• WHAT THIS TASK INVOLVES:
When you reach the line that has "Class: white cabinet door" in the material below, reproduce it and each line after it exactly, through the last one.

• MATERIAL SUPPLIED:
══════════════════════════════

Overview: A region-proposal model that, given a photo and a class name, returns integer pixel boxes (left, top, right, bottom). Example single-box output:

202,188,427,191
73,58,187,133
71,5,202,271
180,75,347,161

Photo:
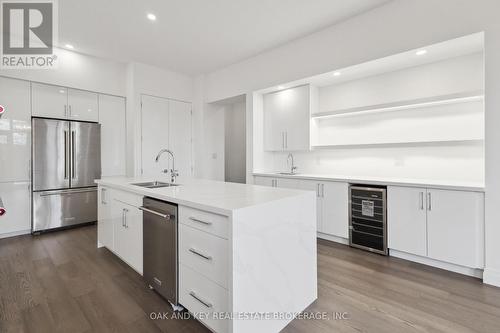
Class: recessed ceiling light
416,49,427,56
65,44,74,49
333,71,341,76
147,13,157,21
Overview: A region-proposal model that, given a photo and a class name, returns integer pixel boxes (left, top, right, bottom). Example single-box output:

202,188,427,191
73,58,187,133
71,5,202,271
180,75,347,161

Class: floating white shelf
311,138,484,149
311,90,484,119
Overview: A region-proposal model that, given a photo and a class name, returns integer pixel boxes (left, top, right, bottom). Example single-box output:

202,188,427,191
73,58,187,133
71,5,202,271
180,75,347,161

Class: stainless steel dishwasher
140,197,178,305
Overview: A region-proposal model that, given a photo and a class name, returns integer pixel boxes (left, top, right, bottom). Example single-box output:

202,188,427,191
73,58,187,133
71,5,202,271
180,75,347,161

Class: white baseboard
483,268,500,287
317,232,349,245
390,249,483,279
0,229,31,239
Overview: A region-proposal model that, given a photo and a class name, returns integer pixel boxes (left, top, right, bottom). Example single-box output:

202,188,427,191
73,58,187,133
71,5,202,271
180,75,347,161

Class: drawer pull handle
189,291,213,308
189,217,212,225
188,248,213,261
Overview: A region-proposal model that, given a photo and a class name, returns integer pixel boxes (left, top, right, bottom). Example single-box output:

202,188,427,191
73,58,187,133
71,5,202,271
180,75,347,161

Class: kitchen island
95,177,317,333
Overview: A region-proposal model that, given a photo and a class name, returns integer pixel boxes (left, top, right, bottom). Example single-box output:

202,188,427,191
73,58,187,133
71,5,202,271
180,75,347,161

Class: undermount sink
131,181,180,189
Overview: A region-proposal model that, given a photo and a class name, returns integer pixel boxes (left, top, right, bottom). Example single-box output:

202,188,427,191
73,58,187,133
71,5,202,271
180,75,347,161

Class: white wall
224,101,246,183
0,47,126,96
196,0,500,287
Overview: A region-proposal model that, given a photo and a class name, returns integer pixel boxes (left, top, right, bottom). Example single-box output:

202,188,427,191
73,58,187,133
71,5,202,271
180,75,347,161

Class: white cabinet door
387,186,427,256
427,189,484,268
254,176,274,187
295,179,323,232
112,199,143,274
0,77,31,182
169,100,192,180
283,85,311,151
0,181,31,237
97,186,113,249
99,94,126,177
321,182,349,238
31,82,68,119
68,89,98,122
141,95,169,176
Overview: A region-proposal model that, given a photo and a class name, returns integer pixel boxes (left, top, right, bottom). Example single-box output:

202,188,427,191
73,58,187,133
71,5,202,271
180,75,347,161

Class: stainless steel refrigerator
32,118,101,232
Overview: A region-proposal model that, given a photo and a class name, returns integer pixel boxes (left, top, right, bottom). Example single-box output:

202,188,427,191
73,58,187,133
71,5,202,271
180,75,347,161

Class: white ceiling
58,0,390,75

══════════════════════════════

• TASK RESULT:
Class: white cabinet door
387,186,427,256
427,189,484,268
254,176,274,187
295,179,323,232
112,199,143,274
0,77,31,182
169,100,192,180
283,85,311,151
0,181,31,237
97,186,113,249
99,94,126,177
321,182,349,238
31,82,68,119
68,89,98,122
141,95,169,176
Overview: A region-proposal model that, given a photo and a class name, returns integer pixel boxes (left, top, right, bottom). Example single-box output:

202,188,427,191
73,58,187,133
71,5,202,271
180,75,347,161

Class: stainless steel refrigerator
32,118,101,232
Overview: A region-proposal model that, given a photo and a class name, returns integer pixel boxes (left, top, right, bottom). Example single-box output:

202,188,427,191
73,58,187,133
71,5,202,271
180,75,347,161

Class: white ceiling
58,0,390,75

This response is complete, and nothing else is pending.